WHAT YOU NEED TO DO ->
- A) According to the Booker T. Washington passage, why was the new age called "The Age of Booker T. Washington"? Answer in one to three sentences.
- B) Please copy word for word a section of the Booker T. Washington passage, beginning at the words "Over a century" and stopping after the words "hope in emancipation.".
- C) Decide whether each statement agrees with the Booker T. Washington passage. Answer yes or no for each, and quote the deciding words. (i) Washington was born in 1856. (ii) Washington died in 1925. (iii) Washington chose to fight the dream's obstacles in the North.
#### DOCUMENT PASSAGE
Over a century ago, Washington approached a similar and strategic crossroads, traversing that span from slavery to freedom. It was the dawn of a new age, called "The Age of Booker T. Washington" on the strength of one man's imprint on the events of history. Looking back, Washington recalled that his awareness of enslavement and impending freedom came "early one morning before day." The child Booker had heard his mother's prayers, uttered in the half-light of dawn, for the success of Lincoln's army and freedom for slaves. Like educators moving to a new century, Washington and other freedmen were encumbered with vestiges of a lingering past, unexpected problems, and the blessings of their precarious new freedom, searching for an equalizing hope in emancipation.
The milieu of slavery and Reconstruction after a devastating Civil War was the only inheritance that a nation, founded on purely American notions of equal justice for all, had to offer Booker T. Washington and other freedmen. It was an era of unparalleled social change, and it would take a person like Washington to funnel its Cyclopean energy into a progressive democratization for a disfranchised people through the process of adult education. A maelstrom of physical, social, economic, political, constitutional, and moral altercations was brewing at his birth in 1856 and would continue far beyond his death in 1915. Staking his claim to the American dream, Booker T. Washington shouldered, as well, the responsibilities of leadership intrinsic to that dream, choosing to fight its obstacles on the terrain he knew and loved, the South.
########
#### RECORD EXTRACTS
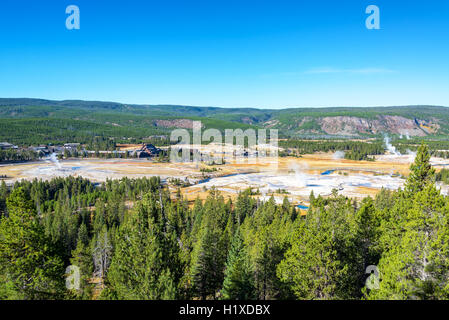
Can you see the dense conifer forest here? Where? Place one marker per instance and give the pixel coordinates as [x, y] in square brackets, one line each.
[132, 239]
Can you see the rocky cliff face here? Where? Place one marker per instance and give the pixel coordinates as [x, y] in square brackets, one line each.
[342, 125]
[351, 125]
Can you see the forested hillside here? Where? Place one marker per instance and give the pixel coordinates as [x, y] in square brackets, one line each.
[132, 240]
[39, 121]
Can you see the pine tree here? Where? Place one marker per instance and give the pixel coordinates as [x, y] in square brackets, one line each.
[416, 265]
[29, 265]
[146, 260]
[82, 258]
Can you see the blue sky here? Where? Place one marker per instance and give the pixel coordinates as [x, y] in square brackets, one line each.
[229, 53]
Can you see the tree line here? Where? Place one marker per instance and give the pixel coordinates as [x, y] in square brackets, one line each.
[132, 239]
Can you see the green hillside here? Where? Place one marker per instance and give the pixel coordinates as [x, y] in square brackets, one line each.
[33, 121]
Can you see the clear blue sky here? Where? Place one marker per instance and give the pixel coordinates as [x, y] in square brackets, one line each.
[227, 53]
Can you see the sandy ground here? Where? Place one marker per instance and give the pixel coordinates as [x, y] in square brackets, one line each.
[294, 177]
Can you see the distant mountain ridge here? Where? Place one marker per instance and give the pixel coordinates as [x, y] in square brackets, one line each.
[301, 122]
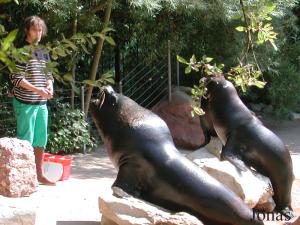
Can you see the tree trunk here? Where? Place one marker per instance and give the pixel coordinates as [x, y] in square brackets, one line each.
[74, 67]
[97, 57]
[117, 62]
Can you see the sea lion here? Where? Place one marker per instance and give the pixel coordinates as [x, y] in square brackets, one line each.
[246, 140]
[140, 146]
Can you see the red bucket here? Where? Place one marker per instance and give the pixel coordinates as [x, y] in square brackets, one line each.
[65, 160]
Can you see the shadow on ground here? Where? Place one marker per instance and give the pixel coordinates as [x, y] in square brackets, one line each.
[92, 165]
[77, 223]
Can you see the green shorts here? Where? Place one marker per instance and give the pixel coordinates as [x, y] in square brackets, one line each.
[32, 123]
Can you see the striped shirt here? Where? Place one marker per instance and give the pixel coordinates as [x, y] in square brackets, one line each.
[34, 71]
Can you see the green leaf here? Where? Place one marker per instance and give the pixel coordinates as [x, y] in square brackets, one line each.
[90, 82]
[240, 28]
[70, 44]
[208, 59]
[9, 39]
[85, 49]
[188, 69]
[193, 59]
[182, 60]
[68, 77]
[274, 45]
[110, 40]
[107, 29]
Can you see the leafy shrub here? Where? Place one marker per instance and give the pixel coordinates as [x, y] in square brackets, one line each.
[68, 130]
[7, 116]
[284, 88]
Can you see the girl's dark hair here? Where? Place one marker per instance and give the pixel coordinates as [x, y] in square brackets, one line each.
[35, 21]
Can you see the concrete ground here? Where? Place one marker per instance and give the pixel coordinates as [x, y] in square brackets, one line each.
[75, 201]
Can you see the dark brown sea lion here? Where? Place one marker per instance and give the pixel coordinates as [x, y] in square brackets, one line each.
[149, 166]
[246, 140]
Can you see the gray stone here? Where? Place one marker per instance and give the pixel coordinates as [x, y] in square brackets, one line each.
[16, 216]
[294, 116]
[17, 168]
[131, 211]
[185, 129]
[255, 189]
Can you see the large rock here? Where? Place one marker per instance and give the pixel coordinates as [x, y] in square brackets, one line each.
[185, 129]
[131, 211]
[16, 216]
[255, 189]
[17, 168]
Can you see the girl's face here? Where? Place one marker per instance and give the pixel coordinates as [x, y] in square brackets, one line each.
[34, 33]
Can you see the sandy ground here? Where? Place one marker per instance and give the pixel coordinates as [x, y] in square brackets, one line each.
[75, 201]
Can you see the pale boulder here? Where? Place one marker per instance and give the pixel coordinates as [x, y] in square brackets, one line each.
[16, 216]
[253, 188]
[128, 210]
[186, 130]
[17, 168]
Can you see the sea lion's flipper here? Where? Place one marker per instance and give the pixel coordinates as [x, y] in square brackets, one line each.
[229, 153]
[126, 182]
[287, 212]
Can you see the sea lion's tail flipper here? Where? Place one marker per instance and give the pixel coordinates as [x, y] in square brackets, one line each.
[126, 183]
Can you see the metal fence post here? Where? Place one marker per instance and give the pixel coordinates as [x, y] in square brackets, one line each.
[177, 73]
[120, 87]
[82, 108]
[169, 70]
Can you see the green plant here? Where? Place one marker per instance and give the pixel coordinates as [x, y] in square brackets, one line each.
[68, 130]
[284, 88]
[242, 76]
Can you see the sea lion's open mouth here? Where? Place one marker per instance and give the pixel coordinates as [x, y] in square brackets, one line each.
[101, 99]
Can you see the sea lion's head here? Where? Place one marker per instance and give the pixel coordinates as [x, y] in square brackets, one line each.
[105, 108]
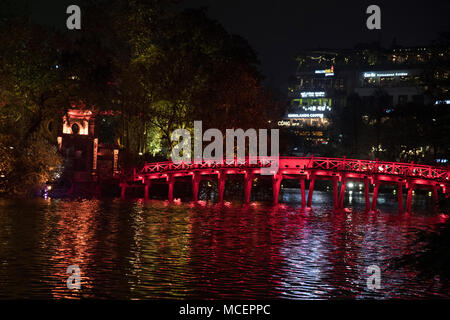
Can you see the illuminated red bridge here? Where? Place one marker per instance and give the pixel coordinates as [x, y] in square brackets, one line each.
[408, 175]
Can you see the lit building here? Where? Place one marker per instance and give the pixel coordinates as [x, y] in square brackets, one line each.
[325, 78]
[86, 160]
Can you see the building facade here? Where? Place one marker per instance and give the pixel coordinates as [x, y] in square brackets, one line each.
[326, 78]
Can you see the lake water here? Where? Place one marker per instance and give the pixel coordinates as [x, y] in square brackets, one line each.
[140, 250]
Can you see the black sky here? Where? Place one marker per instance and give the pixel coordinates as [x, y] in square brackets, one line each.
[279, 29]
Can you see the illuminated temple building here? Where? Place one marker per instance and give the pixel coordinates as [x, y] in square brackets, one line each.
[325, 78]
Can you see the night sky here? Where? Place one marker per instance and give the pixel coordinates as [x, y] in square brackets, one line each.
[279, 29]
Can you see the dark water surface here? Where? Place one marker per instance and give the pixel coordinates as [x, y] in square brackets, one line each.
[140, 250]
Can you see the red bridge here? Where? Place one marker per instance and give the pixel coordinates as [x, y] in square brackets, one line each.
[337, 170]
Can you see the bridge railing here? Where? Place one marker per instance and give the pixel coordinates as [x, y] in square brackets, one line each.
[333, 164]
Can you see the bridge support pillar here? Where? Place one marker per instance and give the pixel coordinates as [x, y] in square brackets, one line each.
[302, 187]
[276, 183]
[248, 181]
[335, 192]
[342, 193]
[146, 187]
[123, 188]
[171, 182]
[409, 198]
[195, 186]
[435, 199]
[221, 179]
[366, 193]
[310, 192]
[375, 196]
[400, 197]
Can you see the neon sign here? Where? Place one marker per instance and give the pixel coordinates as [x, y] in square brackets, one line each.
[305, 115]
[312, 94]
[384, 74]
[327, 72]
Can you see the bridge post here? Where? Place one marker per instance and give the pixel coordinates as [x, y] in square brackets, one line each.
[276, 182]
[310, 191]
[400, 197]
[335, 192]
[375, 195]
[366, 193]
[248, 181]
[221, 179]
[435, 199]
[171, 182]
[410, 188]
[147, 186]
[195, 186]
[302, 186]
[123, 188]
[342, 193]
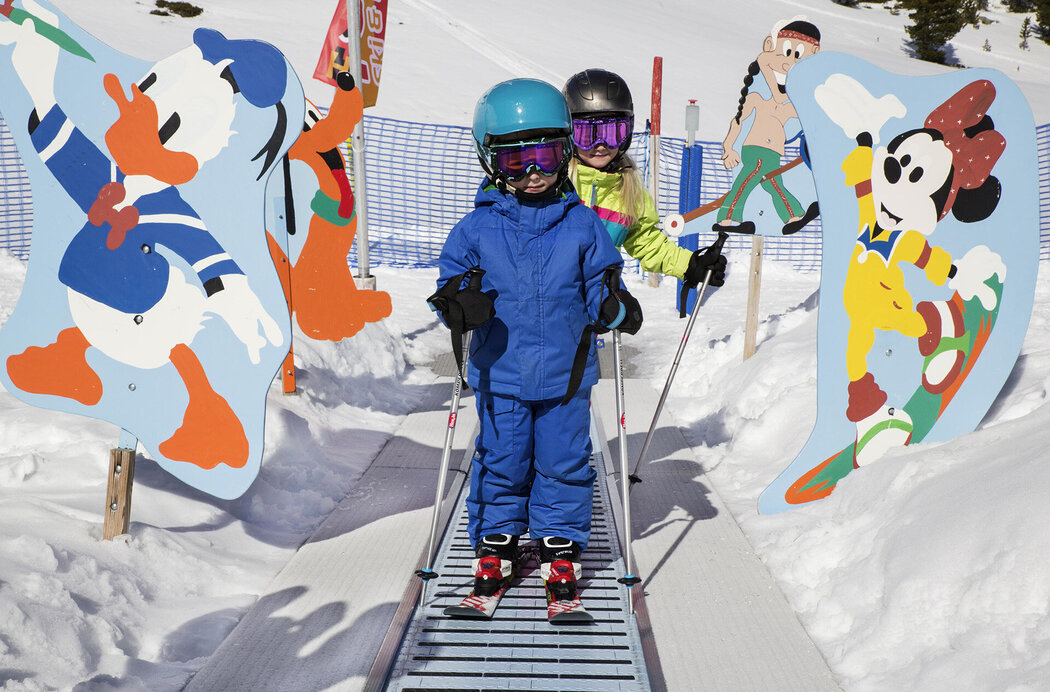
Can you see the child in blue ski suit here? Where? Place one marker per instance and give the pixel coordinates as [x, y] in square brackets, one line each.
[545, 258]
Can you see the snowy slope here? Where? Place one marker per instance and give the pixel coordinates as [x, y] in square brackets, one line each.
[919, 572]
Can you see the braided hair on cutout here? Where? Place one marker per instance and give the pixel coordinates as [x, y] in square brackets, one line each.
[748, 81]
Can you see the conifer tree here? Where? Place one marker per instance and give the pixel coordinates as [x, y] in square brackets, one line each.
[936, 22]
[1043, 19]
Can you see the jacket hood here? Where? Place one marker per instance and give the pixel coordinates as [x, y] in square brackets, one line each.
[551, 210]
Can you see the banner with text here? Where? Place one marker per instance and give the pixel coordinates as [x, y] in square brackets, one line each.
[334, 58]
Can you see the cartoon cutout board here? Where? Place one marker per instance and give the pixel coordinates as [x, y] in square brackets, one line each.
[150, 299]
[929, 200]
[768, 195]
[319, 225]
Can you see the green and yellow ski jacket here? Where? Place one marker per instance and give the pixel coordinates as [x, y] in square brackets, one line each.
[639, 236]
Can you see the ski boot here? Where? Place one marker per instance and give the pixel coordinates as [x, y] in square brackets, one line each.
[560, 566]
[495, 566]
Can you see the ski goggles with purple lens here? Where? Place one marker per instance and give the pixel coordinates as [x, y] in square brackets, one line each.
[610, 131]
[516, 161]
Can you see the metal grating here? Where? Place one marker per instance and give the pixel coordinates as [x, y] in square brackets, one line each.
[518, 649]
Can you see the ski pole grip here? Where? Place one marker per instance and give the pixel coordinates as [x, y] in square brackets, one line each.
[717, 245]
[612, 278]
[474, 277]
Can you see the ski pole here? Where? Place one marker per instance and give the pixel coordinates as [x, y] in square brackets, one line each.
[427, 572]
[716, 248]
[629, 579]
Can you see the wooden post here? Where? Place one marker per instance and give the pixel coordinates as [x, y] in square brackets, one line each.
[118, 512]
[654, 112]
[755, 282]
[288, 372]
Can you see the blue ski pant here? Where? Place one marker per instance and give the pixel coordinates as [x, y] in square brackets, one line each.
[530, 469]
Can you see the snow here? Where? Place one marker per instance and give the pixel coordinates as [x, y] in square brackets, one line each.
[925, 569]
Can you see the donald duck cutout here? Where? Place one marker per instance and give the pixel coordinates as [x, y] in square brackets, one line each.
[919, 321]
[149, 299]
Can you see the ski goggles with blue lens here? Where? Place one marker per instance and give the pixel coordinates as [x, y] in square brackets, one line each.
[610, 131]
[517, 161]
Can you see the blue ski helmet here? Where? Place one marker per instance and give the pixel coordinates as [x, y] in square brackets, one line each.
[519, 110]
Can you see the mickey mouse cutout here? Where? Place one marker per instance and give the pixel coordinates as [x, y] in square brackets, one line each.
[148, 186]
[911, 307]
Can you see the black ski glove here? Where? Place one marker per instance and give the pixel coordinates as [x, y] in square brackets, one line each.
[701, 260]
[621, 310]
[463, 309]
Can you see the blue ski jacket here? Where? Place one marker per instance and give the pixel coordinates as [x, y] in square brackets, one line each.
[544, 263]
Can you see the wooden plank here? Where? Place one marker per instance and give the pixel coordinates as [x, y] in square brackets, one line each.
[754, 285]
[118, 512]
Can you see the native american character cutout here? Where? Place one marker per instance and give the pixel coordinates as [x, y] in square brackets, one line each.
[316, 279]
[928, 194]
[150, 299]
[763, 124]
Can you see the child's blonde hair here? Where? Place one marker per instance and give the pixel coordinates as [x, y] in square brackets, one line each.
[631, 187]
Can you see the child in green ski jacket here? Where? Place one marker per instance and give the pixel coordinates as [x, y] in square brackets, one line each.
[609, 183]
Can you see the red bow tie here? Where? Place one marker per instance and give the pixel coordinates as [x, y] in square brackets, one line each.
[103, 210]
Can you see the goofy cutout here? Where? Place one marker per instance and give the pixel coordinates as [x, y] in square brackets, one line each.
[318, 284]
[942, 210]
[148, 182]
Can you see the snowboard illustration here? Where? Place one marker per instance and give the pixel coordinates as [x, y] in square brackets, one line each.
[928, 194]
[150, 299]
[769, 194]
[314, 198]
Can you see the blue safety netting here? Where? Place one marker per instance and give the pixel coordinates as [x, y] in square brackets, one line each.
[422, 179]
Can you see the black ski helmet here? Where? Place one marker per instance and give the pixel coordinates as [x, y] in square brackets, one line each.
[597, 91]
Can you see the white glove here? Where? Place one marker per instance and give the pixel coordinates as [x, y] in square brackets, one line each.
[853, 108]
[242, 310]
[977, 267]
[35, 58]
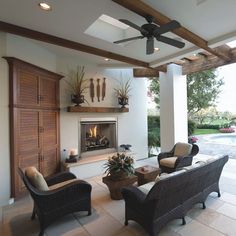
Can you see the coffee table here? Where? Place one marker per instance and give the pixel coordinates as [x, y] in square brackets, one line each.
[115, 186]
[146, 174]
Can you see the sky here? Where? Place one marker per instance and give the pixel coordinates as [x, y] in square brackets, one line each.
[227, 98]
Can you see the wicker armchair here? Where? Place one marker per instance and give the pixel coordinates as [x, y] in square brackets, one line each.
[74, 195]
[180, 156]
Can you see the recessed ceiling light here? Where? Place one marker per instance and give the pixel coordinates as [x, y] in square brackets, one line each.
[45, 6]
[232, 44]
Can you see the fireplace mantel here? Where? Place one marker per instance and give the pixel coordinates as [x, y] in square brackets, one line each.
[97, 109]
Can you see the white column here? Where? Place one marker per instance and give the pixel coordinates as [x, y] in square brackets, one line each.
[173, 107]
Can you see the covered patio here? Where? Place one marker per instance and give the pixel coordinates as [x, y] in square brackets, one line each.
[195, 38]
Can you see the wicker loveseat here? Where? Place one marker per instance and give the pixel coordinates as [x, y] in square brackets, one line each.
[56, 196]
[171, 197]
[181, 155]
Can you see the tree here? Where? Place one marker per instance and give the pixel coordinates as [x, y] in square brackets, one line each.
[203, 89]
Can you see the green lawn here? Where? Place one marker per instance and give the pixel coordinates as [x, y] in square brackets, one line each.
[206, 131]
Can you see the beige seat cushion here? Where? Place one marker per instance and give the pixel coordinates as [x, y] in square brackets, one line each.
[182, 149]
[36, 178]
[166, 176]
[168, 162]
[55, 186]
[194, 166]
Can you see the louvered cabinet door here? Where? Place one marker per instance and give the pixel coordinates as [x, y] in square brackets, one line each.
[27, 89]
[49, 92]
[27, 149]
[50, 142]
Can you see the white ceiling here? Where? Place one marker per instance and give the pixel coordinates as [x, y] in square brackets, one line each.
[213, 20]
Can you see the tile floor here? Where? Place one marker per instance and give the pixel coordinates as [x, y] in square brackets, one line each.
[219, 218]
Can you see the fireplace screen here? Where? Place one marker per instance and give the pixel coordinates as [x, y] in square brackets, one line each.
[98, 135]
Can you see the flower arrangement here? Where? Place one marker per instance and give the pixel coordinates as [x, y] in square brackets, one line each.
[227, 130]
[123, 92]
[77, 84]
[119, 166]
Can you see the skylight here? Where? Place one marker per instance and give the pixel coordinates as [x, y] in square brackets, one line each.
[112, 21]
[110, 29]
[232, 44]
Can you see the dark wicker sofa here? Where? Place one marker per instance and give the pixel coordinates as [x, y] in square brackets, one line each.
[172, 197]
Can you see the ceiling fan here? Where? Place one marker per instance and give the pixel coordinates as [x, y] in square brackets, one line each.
[151, 31]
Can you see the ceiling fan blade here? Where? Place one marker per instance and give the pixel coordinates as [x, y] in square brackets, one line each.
[150, 46]
[170, 41]
[131, 24]
[129, 39]
[167, 27]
########
ANSWERS TO THE EXERCISES ->
- A) The era got that name because of the strength of one man's imprint on the events of history.

- B)
Over a century ago, Washington approached a similar and strategic crossroads, traversing that span from slavery to freedom. It was the dawn of a new age, called "The Age of Booker T. Washington" on the strength of one man's imprint on the events of history. Looking back, Washington recalled that his awareness of enslavement and impending freedom came "early one morning before day." The child Booker had heard his mother's prayers, uttered in the half-light of dawn, for the success of Lincoln's army and freedom for slaves. Like educators moving to a new century, Washington and other freedmen were encumbered with vestiges of a lingering past, unexpected problems, and the blessings of their precarious new freedom, searching for an equalizing hope in emancipation.

- C)
(i) Yes: "brewing at his birth in 1856"
(ii) No: "would continue far beyond his death in 1915"
(iii) No: "on the terrain he knew and loved, the South"